### [GIVEN REQUEST]
Rewrite these lines with "white" swapped for "yellow", leaving everything else the same.

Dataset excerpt
----
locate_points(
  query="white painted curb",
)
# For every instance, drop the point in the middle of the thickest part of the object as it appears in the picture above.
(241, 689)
----
### [ANSWER TO THIS EXERCISE]
locate_points(
  query="yellow painted curb",
)
# For every instance, drop the point in the middle of the thickest part of the object as it appears in the picture above.
(241, 689)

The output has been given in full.